- _PROBLEM_
Your task is to quote the records from their first line through the line containing "sample | <point>39,624</point>", with nothing added or left out.
***** SUPPLIED ENTRIES
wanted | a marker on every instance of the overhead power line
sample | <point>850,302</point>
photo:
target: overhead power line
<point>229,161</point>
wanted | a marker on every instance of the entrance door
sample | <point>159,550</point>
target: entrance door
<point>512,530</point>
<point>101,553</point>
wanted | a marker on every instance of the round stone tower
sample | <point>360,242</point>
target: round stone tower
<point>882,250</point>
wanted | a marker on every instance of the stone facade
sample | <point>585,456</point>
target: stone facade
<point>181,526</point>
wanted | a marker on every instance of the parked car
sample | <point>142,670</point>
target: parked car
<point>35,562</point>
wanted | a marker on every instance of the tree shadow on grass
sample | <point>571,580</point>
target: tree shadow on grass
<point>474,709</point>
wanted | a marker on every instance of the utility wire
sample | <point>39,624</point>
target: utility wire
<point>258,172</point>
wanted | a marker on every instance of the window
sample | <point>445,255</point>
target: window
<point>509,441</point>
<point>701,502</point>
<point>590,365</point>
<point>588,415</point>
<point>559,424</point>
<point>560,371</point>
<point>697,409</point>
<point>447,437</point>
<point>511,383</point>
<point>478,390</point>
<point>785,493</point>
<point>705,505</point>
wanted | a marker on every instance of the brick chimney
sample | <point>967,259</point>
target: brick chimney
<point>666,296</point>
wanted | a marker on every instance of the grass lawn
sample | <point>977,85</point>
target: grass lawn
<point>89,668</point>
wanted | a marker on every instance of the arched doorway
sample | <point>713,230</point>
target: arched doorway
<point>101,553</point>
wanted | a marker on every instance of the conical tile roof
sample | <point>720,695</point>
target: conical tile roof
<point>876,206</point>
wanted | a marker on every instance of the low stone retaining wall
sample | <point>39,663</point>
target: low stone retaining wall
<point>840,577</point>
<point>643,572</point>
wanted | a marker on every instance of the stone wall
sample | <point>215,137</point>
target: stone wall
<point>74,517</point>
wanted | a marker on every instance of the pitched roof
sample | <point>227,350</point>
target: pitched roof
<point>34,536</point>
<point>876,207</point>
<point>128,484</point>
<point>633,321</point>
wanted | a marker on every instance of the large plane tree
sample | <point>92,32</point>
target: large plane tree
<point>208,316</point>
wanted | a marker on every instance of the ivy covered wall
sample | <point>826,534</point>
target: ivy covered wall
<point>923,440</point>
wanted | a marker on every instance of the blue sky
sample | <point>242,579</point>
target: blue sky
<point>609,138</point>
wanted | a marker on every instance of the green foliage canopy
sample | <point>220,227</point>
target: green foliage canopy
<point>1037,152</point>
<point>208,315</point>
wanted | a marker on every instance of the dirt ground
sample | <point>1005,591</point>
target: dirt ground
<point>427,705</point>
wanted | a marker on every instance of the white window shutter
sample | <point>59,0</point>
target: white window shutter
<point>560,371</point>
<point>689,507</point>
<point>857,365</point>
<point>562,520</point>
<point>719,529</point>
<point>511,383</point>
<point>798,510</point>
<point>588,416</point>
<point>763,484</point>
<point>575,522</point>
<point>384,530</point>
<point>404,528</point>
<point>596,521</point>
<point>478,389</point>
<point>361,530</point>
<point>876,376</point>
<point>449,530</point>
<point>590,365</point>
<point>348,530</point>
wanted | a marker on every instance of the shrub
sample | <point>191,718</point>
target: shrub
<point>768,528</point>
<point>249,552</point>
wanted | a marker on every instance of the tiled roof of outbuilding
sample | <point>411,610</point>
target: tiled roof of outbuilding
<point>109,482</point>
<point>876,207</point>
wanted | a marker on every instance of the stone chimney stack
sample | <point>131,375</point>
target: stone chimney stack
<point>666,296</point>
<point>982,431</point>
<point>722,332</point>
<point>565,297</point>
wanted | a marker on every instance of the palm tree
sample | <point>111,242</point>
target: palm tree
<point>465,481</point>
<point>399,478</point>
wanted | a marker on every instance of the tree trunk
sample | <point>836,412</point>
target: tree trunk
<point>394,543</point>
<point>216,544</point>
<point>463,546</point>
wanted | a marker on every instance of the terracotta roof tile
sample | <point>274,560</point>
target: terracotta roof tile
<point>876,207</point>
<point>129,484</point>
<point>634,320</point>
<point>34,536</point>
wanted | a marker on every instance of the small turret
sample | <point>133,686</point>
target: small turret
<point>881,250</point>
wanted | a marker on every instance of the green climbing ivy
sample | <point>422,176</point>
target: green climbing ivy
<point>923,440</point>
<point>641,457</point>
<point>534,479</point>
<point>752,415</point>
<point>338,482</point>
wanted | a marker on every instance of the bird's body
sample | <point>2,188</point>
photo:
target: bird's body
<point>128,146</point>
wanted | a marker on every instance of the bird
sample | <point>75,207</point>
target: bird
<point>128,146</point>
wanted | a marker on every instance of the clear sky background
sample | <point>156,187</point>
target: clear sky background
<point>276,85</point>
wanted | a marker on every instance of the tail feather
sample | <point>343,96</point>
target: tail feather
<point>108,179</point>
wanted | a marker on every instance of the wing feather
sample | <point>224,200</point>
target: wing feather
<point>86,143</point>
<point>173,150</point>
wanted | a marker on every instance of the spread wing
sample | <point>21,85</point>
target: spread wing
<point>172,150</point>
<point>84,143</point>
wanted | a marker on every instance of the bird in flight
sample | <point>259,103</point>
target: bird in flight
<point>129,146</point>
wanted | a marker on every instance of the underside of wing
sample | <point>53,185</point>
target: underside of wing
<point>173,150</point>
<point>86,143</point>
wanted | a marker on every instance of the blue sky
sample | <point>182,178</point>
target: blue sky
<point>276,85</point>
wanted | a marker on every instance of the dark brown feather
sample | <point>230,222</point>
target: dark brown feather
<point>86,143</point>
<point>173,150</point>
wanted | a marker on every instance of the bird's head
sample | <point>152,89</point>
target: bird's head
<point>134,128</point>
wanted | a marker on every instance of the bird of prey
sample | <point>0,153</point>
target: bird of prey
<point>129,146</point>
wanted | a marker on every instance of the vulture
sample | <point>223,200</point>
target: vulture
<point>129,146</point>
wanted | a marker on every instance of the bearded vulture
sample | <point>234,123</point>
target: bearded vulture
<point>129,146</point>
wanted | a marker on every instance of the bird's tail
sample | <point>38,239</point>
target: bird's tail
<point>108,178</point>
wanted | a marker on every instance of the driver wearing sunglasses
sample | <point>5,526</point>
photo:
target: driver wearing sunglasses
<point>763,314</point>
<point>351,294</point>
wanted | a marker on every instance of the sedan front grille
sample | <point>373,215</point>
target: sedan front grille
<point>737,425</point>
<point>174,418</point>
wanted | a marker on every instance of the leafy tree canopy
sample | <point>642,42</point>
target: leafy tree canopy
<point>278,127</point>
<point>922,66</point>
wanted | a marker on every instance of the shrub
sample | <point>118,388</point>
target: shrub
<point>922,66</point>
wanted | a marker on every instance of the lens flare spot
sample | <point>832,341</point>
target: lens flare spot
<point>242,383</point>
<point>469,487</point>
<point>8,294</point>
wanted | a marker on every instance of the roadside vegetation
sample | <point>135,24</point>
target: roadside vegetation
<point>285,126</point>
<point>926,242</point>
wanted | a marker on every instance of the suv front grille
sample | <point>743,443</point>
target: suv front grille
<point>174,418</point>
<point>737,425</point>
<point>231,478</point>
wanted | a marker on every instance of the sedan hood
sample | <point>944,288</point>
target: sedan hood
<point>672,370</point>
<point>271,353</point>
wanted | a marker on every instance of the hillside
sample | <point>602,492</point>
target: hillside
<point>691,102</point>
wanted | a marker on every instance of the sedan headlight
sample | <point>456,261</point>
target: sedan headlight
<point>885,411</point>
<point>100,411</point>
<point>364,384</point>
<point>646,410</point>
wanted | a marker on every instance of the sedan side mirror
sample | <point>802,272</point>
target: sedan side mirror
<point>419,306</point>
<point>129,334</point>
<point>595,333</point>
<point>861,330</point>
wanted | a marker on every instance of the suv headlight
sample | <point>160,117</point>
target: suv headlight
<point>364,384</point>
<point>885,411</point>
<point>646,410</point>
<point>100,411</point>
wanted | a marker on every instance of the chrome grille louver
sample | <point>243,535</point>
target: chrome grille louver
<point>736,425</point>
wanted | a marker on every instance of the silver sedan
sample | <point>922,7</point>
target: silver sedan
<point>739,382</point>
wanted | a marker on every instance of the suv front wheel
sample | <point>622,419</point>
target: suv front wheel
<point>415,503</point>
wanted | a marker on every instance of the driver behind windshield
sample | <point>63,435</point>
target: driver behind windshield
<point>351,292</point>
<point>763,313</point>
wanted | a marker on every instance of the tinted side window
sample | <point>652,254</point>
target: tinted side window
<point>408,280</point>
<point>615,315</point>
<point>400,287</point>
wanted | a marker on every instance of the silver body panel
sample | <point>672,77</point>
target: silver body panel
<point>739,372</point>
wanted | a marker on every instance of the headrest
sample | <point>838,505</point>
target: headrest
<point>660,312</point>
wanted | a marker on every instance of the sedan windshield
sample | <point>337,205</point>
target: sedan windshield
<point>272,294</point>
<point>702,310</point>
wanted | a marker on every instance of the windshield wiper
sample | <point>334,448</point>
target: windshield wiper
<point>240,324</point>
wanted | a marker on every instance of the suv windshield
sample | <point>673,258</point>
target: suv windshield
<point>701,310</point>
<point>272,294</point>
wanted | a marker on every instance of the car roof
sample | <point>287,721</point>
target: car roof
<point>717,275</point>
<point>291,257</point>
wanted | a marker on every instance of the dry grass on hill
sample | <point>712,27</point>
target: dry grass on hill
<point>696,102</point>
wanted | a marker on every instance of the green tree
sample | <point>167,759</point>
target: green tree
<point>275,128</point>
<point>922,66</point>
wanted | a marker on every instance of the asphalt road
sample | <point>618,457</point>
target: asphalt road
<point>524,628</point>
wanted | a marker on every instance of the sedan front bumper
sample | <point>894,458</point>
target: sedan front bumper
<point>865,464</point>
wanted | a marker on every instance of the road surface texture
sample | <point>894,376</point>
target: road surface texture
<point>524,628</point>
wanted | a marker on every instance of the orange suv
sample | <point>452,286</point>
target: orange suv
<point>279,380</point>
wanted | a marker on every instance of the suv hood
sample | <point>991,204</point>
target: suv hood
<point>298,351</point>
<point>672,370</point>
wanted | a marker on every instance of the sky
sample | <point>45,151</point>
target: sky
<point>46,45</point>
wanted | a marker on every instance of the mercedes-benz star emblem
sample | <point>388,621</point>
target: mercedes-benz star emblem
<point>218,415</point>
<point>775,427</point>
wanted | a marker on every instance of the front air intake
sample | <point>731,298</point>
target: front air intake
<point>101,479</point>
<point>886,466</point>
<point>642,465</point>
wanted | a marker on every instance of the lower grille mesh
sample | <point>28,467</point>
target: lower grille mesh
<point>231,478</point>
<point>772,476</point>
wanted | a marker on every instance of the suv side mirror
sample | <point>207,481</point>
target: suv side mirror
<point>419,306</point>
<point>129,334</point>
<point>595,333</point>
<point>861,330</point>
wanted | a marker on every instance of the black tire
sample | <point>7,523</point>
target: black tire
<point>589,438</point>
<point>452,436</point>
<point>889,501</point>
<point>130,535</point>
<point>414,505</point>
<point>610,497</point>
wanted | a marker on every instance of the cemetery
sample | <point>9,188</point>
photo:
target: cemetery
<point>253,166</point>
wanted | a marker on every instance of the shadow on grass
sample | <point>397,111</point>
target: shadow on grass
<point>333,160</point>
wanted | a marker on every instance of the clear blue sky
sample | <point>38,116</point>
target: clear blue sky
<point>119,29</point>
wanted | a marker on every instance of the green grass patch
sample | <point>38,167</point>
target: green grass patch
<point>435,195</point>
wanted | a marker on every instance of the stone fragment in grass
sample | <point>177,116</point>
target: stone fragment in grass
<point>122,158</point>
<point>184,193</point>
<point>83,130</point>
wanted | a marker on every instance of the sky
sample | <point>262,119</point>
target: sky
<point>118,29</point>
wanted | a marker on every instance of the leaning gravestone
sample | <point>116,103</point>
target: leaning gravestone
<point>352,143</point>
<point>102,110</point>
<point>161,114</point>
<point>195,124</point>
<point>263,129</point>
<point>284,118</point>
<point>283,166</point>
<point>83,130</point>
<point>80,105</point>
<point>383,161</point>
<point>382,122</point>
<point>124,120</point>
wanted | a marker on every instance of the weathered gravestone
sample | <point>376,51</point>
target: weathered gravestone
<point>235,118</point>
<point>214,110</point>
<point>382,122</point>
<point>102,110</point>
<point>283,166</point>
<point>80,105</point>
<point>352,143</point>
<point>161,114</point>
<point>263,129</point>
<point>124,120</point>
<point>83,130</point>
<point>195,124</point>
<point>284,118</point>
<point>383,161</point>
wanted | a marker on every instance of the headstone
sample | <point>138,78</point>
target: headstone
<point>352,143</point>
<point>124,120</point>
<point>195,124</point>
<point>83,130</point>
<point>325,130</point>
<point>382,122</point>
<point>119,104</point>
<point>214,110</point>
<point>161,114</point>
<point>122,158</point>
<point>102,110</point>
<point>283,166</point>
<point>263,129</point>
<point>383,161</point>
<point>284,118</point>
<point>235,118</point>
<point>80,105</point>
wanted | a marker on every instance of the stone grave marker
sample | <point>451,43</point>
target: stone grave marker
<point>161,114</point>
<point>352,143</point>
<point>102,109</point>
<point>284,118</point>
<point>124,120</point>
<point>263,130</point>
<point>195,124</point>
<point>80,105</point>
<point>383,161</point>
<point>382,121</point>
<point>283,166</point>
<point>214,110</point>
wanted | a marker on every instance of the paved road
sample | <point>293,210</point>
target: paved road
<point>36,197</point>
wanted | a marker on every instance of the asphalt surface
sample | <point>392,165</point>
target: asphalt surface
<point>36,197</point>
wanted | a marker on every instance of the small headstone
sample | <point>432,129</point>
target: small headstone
**********
- _ANSWER TO THIS EXERCISE_
wanted | a marker on every instance of the overhead power line
sample | <point>850,302</point>
photo:
target: overhead power line
<point>229,161</point>
wanted | a marker on every instance of the entrance door
sample | <point>159,550</point>
target: entrance door
<point>512,530</point>
<point>101,553</point>
wanted | a marker on every instance of the round stone tower
sample | <point>360,242</point>
target: round stone tower
<point>882,250</point>
wanted | a marker on every instance of the stone facade
sample | <point>585,456</point>
target: stone facade
<point>181,526</point>
wanted | a marker on every instance of the parked car
sample | <point>142,670</point>
target: parked car
<point>35,562</point>
wanted | a marker on every instance of the tree shadow on grass
sample | <point>571,580</point>
target: tree shadow on grass
<point>474,709</point>
wanted | a marker on every instance of the utility wire
sample | <point>39,624</point>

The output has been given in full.